#### [課題]
本文から、「気付きとして得たのが、ファシ」を含む語句で始まり「ションの真髄とのたまいます。」で終わる部分を、一字も変えずに返してください。

#### [本文]
▬▬▬

お話を聞いたのです。ファシリテーターの安斎勇樹さんに。
「問いのデザイン」の著者であり、東京大学情報学環の特任助教でもある安斎さんは現在、さまざまなクライアントの事業開発や組織改善、人材育成という課題をファシリテーションやマネジメントの実践知で支援・伴走するデザインコンサルファームMIMIGURIをCO-CEOとして率いられていますが、その原点にあるのは、世の中の人やチーム、組織の中に眠っている創造性を活かしたい、という想い。そのキャリアは学生時代、100年以上の歴史を持ち“当たり前の世界を捨て去る営み”であるワークショップにハマったことからスタートします。見たいものを主観的に見てしまい、固定観念を持つと脱却も困難で、内部環境にいると外を思考しにくい、驚くほどに狭い人間の視野。その枠から抜け出すことに興味関心を抱く安斎さんは、子ども向けのワークショップを実験する日々に出会った吃音の少年に光を見ます。思うように話せない彼がちょっとした問いを端緒として流暢にしゃべり始めたのです、大人をも唸らせるアイデアとともに。それは、彼の眠っていたポテンシャルが発露した瞬間であり、超オモロイ!と安斎さんの思索が前進した契機でもありました。


問いの精度こそ、答えの精度なり。

気付きとして得たのが、ファシリのベシャリ術なんかより、プログラムを考え抜くことこそが参加者の創造性を高めるという視座。そこで、未来のカフェを考えるというワークショップで「居心地いいカフェ」/「ちょっと危険だけど居心地いいカフェ」とテーマを出し分けて実施してみたら、圧倒的に後者グループでアイデアが創出されたのです。う~ん、面白い。投げかける問いかけが創造性のトリガーを引くきっかけとなるよう設計すること。ここから安斎さんの「問いのデザイン」が生まれるのです。そもそも解くべき課題として設定している問いが悪いと、いくら奮闘しても名答は出ないのです。さらに、その真価は問いのコンビネーションにある、と。ある時計メーカーの100周年ブランディングプロジェクトで出た知見を引いてくれたのですが、どんな時計を作る?という問いに相対して、作りたくて会社に入ったのに作りたくなくなってるデザイナー。悲しき矛盾。これ企業でものすごく見かける風景であり、日本でイノベーションが起きない理由と安斎さんは憂えます。個人と組織の問いのまなざしがバランスされないと、こういう不幸が起きる、と。そして、時間軸も添えて複数の問いを適切に組み合わせながらチームの創造性を引き出すのが、ファシリテーションの真髄とのたまいます。

▬▬▬

#### [物体指示に関するデータセット抜粋]
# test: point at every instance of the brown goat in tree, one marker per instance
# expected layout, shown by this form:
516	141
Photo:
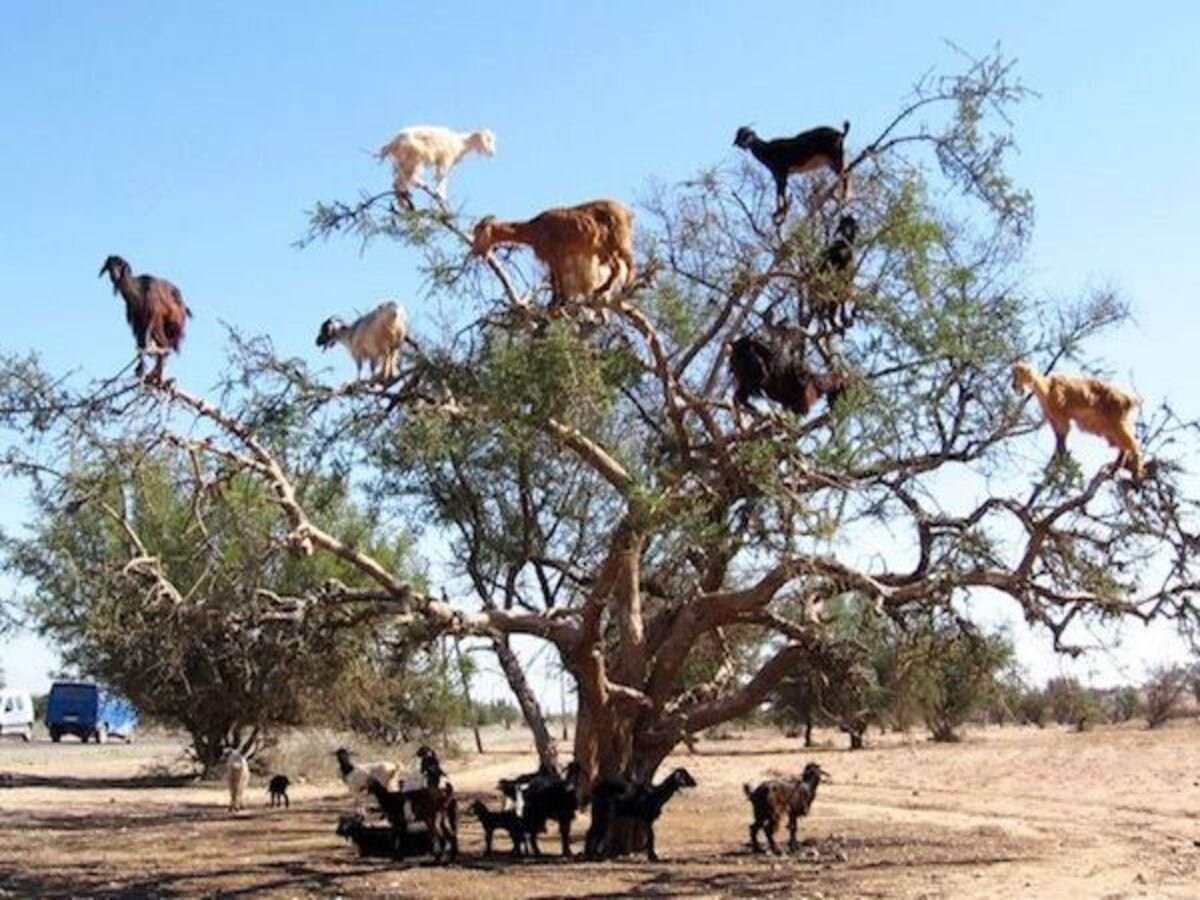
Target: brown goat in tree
1093	405
155	310
588	249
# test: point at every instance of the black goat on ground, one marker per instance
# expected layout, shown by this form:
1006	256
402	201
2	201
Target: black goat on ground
383	840
551	798
436	808
155	310
511	789
615	799
772	364
277	787
809	150
774	801
507	820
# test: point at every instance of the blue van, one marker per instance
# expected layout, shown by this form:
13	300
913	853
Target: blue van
88	711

▬▬▬

#### [解答]
気付きとして得たのが、ファシリのベシャリ術なんかより、プログラムを考え抜くことこそが参加者の創造性を高めるという視座。そこで、未来のカフェを考えるというワークショップで「居心地いいカフェ」/「ちょっと危険だけど居心地いいカフェ」とテーマを出し分けて実施してみたら、圧倒的に後者グループでアイデアが創出されたのです。う~ん、面白い。投げかける問いかけが創造性のトリガーを引くきっかけとなるよう設計すること。ここから安斎さんの「問いのデザイン」が生まれるのです。そもそも解くべき課題として設定している問いが悪いと、いくら奮闘しても名答は出ないのです。さらに、その真価は問いのコンビネーションにある、と。ある時計メーカーの100周年ブランディングプロジェクトで出た知見を引いてくれたのですが、どんな時計を作る?という問いに相対して、作りたくて会社に入ったのに作りたくなくなってるデザイナー。悲しき矛盾。これ企業でものすごく見かける風景であり、日本でイノベーションが起きない理由と安斎さんは憂えます。個人と組織の問いのまなざしがバランスされないと、こういう不幸が起きる、と。そして、時間軸も添えて複数の問いを適切に組み合わせながらチームの創造性を引き出すのが、ファシリテーションの真髄とのたまいます。